* **文書抜粋**
....................
第162回 芥川賞受賞インタビュー 古川 真人『背高泡立草』
◆島を書き続けて
──芥川賞を受賞されて一週間、受賞のご実感は湧いてこられましたか? 今のお気持ちをお聞かせください。
親戚や友人が、自分のために喜んでくれるのがとてもありがたいです。ただ、自分自身は、嬉しいとか、しみじみくるという感じはまだないですね。
──『背高泡立草』の舞台は長崎県の島です。古川さんは新潮新人賞を受賞されたデビュー作「縫わんばならん」から本作まで続けて四作、この島を舞台にした小説を書いてこられました。島は古川さんにとって、どのような場所ですか?
....................
* **提供データ**
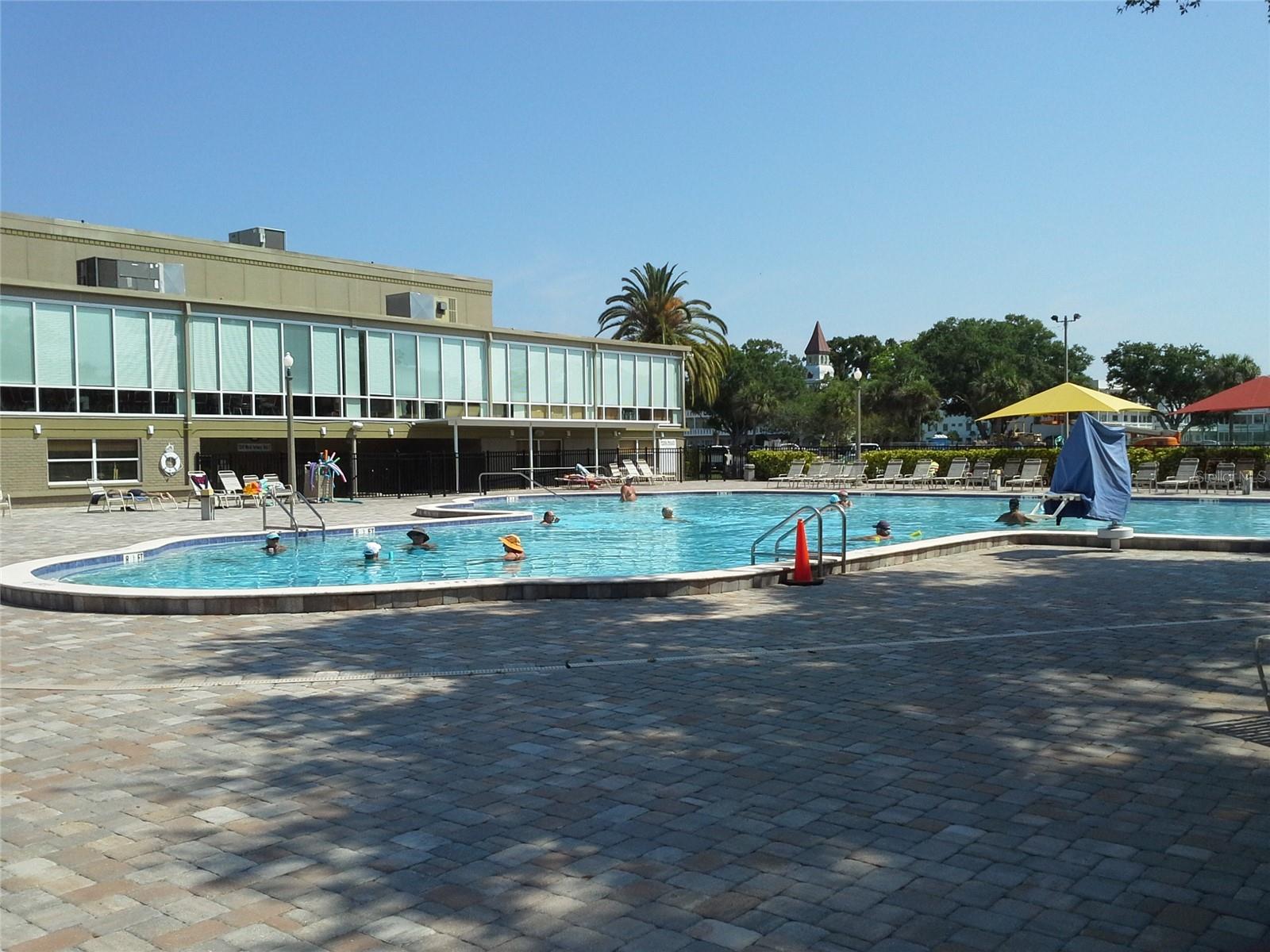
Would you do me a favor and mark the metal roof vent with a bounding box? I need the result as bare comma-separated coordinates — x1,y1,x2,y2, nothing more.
....................
* **作業内容**
A: 受賞インタビューの「第162回 芥川賞受賞インタビュー 古川」から「という感じはまだないですね。」までを、両端を含めて一字一句そのまま書き写してください。
B: 受賞インタビューについて、次の問いに答えてください。
(i) 受賞者が、自分のために喜んでくれるのがありがたいと述べている相手は誰ですか。
(ii) 『背高泡立草』の舞台は何県の島ですか。
(iii) デビュー作の題名と、その作品が受賞した賞の名前は何ですか。
データは受賞インタビューとは別個の資料です。

* **各作業の解答**
A:
第162回 芥川賞受賞インタビュー 古川 真人『背高泡立草』
◆島を書き続けて
──芥川賞を受賞されて一週間、受賞のご実感は湧いてこられましたか? 今のお気持ちをお聞かせください。
親戚や友人が、自分のために喜んでくれるのがとてもありがたいです。ただ、自分自身は、嬉しいとか、しみじみくるという感じはまだないですね。

B:
(i) 親戚や友人です。
(ii) 長崎県の島です。
(iii) 題名は「縫わんばならん」で、受賞した賞は新潮新人賞です。